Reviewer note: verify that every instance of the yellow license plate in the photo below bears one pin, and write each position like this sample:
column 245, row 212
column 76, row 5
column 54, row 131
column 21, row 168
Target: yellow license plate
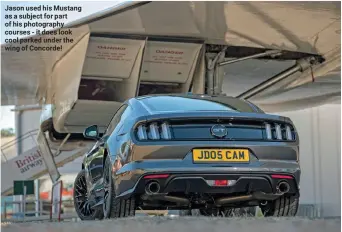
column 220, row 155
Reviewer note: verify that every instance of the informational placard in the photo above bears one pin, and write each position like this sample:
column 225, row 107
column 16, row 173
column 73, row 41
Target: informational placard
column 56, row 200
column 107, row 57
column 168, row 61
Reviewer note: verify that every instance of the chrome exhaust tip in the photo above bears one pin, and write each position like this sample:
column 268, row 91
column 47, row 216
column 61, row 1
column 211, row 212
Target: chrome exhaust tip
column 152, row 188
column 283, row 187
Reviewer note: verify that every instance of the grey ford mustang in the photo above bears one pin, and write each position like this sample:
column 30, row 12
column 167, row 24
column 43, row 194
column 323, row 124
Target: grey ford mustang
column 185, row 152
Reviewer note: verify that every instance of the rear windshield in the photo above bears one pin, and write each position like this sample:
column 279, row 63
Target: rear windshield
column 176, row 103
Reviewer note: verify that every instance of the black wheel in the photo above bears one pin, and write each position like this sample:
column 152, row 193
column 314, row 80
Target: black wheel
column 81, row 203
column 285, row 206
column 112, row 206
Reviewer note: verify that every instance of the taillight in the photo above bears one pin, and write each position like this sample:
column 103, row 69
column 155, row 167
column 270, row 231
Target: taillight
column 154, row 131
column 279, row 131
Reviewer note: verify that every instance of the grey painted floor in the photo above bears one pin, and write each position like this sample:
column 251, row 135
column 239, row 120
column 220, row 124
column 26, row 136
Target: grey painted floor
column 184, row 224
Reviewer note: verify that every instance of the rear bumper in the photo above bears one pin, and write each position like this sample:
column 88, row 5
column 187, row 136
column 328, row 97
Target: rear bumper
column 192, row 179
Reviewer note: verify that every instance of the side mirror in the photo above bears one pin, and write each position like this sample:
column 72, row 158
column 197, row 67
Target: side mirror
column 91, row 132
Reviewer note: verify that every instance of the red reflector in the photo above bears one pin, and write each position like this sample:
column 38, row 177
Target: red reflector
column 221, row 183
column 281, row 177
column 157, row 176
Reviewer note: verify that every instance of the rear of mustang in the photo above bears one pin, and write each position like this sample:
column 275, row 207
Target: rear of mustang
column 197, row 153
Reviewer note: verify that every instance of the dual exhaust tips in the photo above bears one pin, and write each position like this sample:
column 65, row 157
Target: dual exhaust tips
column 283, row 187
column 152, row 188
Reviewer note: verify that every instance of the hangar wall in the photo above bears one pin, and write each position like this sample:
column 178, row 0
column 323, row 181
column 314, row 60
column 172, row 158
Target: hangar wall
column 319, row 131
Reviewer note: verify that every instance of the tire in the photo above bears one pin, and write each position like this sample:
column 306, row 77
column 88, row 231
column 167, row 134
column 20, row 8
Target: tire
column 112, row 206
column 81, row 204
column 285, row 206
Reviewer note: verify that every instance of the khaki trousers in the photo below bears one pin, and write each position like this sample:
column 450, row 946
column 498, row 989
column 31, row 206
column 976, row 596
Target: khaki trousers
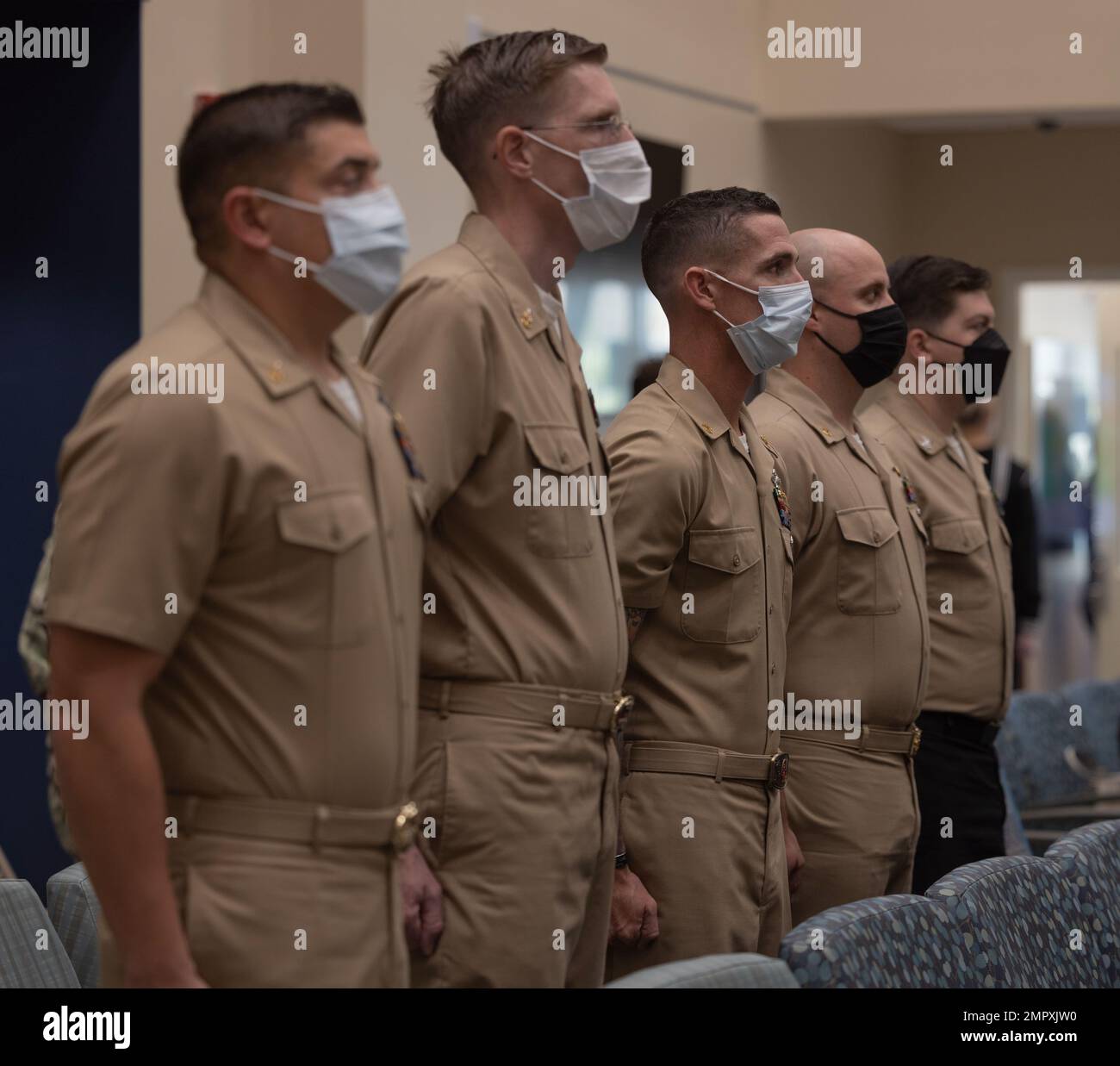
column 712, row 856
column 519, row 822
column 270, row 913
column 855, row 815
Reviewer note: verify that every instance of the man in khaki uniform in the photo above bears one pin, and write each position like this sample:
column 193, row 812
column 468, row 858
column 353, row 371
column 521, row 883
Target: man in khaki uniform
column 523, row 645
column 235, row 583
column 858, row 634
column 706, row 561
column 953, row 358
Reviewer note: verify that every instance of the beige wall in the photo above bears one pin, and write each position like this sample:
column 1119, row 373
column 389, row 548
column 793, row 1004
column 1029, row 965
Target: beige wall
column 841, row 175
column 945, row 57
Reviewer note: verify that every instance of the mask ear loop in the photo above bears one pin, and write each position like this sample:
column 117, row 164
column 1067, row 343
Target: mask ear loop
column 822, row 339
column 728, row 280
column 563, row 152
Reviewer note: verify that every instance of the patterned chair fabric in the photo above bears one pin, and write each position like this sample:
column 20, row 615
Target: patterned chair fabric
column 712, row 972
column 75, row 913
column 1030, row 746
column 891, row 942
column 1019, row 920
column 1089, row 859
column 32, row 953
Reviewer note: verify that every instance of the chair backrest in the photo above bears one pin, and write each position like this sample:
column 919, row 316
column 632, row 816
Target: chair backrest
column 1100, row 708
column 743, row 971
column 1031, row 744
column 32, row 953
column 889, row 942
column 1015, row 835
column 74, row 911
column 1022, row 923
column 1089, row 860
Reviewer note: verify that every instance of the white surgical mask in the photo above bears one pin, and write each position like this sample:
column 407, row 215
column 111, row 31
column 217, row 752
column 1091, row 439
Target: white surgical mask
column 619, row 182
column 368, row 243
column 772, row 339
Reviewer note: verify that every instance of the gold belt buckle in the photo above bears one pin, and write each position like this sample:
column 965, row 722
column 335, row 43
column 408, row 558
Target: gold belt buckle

* **TO BE DONE**: Please repeat the listing above line for line, leaving the pictures out of your answer.

* **RESULT OF THE TASK**:
Reviewer note: verify that every instance of the yellow license plate in the photo below bears one pin, and write each position like this sample:
column 245, row 212
column 76, row 5
column 54, row 131
column 21, row 168
Target: yellow license plate
column 220, row 155
Reviewer note: verify that every instance of the informational placard in the photo above bears one pin, and write each position like this sample:
column 225, row 107
column 16, row 173
column 73, row 41
Target: informational placard
column 56, row 200
column 107, row 57
column 168, row 61
Reviewer note: verify that every instance of the chrome exhaust tip in the photo above bears one pin, and write each position like this sample:
column 268, row 91
column 47, row 216
column 61, row 1
column 211, row 212
Target: chrome exhaust tip
column 152, row 188
column 283, row 187
Reviewer note: verify that every instance of the grey ford mustang in the photo above bears one pin, and write each position like this sample:
column 30, row 12
column 167, row 24
column 43, row 194
column 323, row 124
Target: grey ford mustang
column 185, row 152
Reviewer note: verify that every instance of the rear windshield in the photo above bears one pin, and write each position like this sample:
column 279, row 63
Target: rear windshield
column 176, row 103
Reviewer note: verify that every instance of the black wheel in the photo above bears one pin, and write each position like this sample:
column 152, row 193
column 314, row 80
Target: black wheel
column 81, row 203
column 285, row 206
column 112, row 206
Reviewer note: verify that every instance of the taillight in the photo above bears one pin, and write each position like this sample:
column 103, row 69
column 155, row 167
column 270, row 231
Target: taillight
column 154, row 131
column 279, row 131
Reviewer note: verify that every instance of the grey painted floor in the photo above bears one pin, and write each position like this sample:
column 251, row 135
column 239, row 120
column 220, row 124
column 26, row 136
Target: grey painted floor
column 184, row 224
Reviewer note: verify that every instance of the rear bumper in the photo above bears one pin, and write each position like this sample:
column 88, row 5
column 187, row 136
column 328, row 97
Target: rear bumper
column 192, row 179
Reviewer note: verify that every instance of the side mirror in the photo above bears one pin, and write each position like this sample:
column 72, row 158
column 197, row 67
Target: side mirror
column 91, row 132
Reviewer note: verify that every instance of the red reflector in the photo above bears one pin, and write each position like this sample:
column 38, row 177
Target: red reflector
column 221, row 183
column 281, row 177
column 157, row 176
Reviewer note: verify that every instance of the rear of mustang in the photo above bears one pin, and write each position like this sample:
column 275, row 207
Target: rear of mustang
column 197, row 153
Reviewer note: verify that every instance of the dual exhaust tips in the photo above bears one pin, and write each position like this sample:
column 65, row 157
Target: dual exhaust tips
column 283, row 187
column 152, row 188
Reviewer note: verify that every instance of the hangar wall in the photo above bears one pin, and write each position like this sample:
column 178, row 0
column 323, row 181
column 314, row 60
column 172, row 158
Target: hangar wall
column 319, row 131
Reviewer note: verify that every instance of the tire in the photo above bears one pin, and write each position like this sample:
column 306, row 77
column 88, row 231
column 167, row 134
column 20, row 8
Target: tire
column 112, row 206
column 81, row 204
column 285, row 206
Reviewer note: verify that every instance of the khaki trousers in the photo below bears one pin, and write each position like this sample:
column 450, row 946
column 498, row 989
column 31, row 206
column 976, row 596
Target: khaki trousers
column 712, row 856
column 519, row 822
column 270, row 913
column 855, row 815
Reviewer note: verify that every instance of the man in khaki uniform in the photo above bears one pin, and write each position like this sample:
column 193, row 812
column 468, row 858
column 353, row 371
column 521, row 883
Target: man in khaki uniform
column 523, row 645
column 235, row 583
column 858, row 634
column 706, row 561
column 953, row 358
Reviewer note: verify that every instance of the beige wall in the photo above bears one pin, and write each position like this sample:
column 1119, row 373
column 389, row 548
column 793, row 1004
column 1029, row 965
Target: beige wall
column 841, row 175
column 945, row 57
Reviewer note: verify that every instance of the mask ear loop in the photo above bears one pin, and write each position like this sample:
column 117, row 164
column 1067, row 343
Target: mask ear loop
column 822, row 339
column 728, row 280
column 563, row 152
Reviewer note: verify that every instance of the patterned chair fabric in the photo above bears one pin, and write each position like this sample:
column 20, row 615
Target: patterned chair fabric
column 712, row 972
column 75, row 913
column 1030, row 746
column 891, row 942
column 1019, row 920
column 1089, row 859
column 32, row 953
Reviewer note: verify that every instance of the chair backrest in the photo above bears one pin, and write each position like this sample:
column 919, row 316
column 632, row 816
Target: chair backrest
column 1100, row 708
column 743, row 971
column 1031, row 744
column 32, row 953
column 889, row 942
column 1015, row 835
column 74, row 911
column 1022, row 923
column 1089, row 860
Reviewer note: verify that every instance of the white surgical mask in the photo above bears one pin, and write each position like this sample:
column 407, row 215
column 111, row 31
column 217, row 752
column 1091, row 439
Target: white surgical mask
column 619, row 182
column 368, row 243
column 772, row 339
Reviewer note: verify that every instance of the gold belt buckle in the photo above bears one pin, and write each position like this sample:
column 965, row 722
column 335, row 43
column 408, row 558
Target: gold belt buckle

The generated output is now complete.